Exercise description
Rescale the records from the line containing "Target: gray suede sneaker" through the end of the records: write every line again, keeping the lines without coordinates unchanged, and multiply each point coordinate by 0.35, rounding to whole numbers with halves going up. Give only these lines.

··· Extracted records

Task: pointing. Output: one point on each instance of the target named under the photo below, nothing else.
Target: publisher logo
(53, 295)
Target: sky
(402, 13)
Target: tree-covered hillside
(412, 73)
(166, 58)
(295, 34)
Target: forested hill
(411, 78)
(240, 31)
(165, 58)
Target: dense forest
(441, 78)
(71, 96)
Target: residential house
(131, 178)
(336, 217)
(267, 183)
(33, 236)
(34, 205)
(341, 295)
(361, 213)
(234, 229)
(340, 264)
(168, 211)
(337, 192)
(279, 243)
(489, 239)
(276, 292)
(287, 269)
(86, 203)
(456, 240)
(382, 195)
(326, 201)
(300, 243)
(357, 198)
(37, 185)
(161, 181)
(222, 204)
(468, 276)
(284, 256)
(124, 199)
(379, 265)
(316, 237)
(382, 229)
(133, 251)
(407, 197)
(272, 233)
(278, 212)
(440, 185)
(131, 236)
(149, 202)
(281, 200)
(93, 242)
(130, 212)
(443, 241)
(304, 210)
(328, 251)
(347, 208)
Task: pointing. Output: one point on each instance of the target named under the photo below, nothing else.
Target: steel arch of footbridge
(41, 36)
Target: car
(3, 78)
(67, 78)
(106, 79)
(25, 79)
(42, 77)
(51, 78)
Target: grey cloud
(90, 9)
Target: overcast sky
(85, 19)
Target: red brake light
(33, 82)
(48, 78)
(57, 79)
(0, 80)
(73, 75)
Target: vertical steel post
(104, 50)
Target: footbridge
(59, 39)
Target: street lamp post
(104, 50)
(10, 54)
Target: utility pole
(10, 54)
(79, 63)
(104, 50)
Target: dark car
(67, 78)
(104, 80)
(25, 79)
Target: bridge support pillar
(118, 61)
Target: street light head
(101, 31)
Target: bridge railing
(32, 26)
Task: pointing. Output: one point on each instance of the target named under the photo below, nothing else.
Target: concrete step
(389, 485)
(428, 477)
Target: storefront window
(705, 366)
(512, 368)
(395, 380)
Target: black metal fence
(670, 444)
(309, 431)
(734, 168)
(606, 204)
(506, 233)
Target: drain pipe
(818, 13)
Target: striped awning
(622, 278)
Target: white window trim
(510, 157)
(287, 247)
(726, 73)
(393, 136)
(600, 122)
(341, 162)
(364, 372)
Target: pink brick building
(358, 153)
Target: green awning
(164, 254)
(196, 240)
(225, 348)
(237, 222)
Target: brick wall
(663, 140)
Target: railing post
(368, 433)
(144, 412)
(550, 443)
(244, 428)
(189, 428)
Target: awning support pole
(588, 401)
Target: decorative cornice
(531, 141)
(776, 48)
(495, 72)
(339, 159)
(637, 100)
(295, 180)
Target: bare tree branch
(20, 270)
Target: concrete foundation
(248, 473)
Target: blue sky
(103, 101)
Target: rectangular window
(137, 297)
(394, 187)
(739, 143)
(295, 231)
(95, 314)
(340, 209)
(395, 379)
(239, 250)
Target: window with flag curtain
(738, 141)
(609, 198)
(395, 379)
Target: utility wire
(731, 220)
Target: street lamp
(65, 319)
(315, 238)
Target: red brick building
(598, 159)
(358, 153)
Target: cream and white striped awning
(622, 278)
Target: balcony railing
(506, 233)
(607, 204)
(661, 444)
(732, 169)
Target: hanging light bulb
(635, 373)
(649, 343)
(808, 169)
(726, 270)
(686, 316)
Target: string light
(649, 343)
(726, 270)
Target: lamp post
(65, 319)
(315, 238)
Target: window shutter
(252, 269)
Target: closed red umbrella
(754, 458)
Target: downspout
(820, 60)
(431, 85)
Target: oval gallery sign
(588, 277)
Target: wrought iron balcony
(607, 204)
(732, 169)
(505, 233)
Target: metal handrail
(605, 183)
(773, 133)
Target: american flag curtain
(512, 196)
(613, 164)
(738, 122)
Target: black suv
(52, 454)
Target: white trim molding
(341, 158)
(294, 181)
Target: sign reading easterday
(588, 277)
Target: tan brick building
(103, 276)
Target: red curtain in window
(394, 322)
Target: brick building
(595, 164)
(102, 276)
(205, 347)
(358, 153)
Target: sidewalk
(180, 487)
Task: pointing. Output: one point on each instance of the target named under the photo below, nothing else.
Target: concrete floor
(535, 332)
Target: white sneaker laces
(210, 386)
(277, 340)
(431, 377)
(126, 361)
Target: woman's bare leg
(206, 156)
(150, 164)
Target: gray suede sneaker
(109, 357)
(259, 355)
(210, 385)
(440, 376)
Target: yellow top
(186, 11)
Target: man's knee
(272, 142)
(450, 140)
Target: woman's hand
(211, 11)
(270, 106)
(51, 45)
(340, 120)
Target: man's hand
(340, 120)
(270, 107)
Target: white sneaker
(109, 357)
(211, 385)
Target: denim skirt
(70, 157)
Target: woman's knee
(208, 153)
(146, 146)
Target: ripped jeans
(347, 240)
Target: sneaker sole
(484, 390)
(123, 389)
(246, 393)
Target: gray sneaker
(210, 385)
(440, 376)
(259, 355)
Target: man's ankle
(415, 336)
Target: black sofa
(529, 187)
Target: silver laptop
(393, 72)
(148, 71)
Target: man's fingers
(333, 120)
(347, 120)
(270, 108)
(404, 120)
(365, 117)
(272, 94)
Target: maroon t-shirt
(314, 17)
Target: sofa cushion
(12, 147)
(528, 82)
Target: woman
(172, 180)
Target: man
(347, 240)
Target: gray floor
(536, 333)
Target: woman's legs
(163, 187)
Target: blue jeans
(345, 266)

······

Written answer
Target: gray suede sneaker
(38, 125)
(91, 124)
(74, 135)
(154, 132)
Target: yellow top
(65, 4)
Target: man's knee
(95, 50)
(158, 49)
Target: woman's hand
(74, 4)
(95, 37)
(18, 16)
(119, 42)
Target: man's hand
(119, 42)
(95, 37)
Target: white sneaker
(38, 125)
(74, 135)
Target: denim skirt
(25, 55)
Target: woman's knee
(73, 54)
(51, 51)
Target: ripped jeans
(121, 84)
Target: sneaker sole
(169, 137)
(43, 136)
(86, 138)
Target: gray sneaker
(74, 135)
(154, 132)
(91, 124)
Target: man's ankle
(145, 118)
Target: black sofa
(185, 65)
Target: silver laptop
(138, 25)
(52, 25)
Target: man's fingers
(117, 42)
(121, 42)
(95, 38)
(141, 42)
(128, 41)
(95, 33)
Target: maroon t-shirt
(110, 6)
Target: sofa cushion
(4, 51)
(185, 29)
Target: woman
(60, 63)
Target: man
(121, 84)
Target: gray floor
(188, 117)
Target: woman's legs
(57, 65)
Target: blue jeans
(121, 93)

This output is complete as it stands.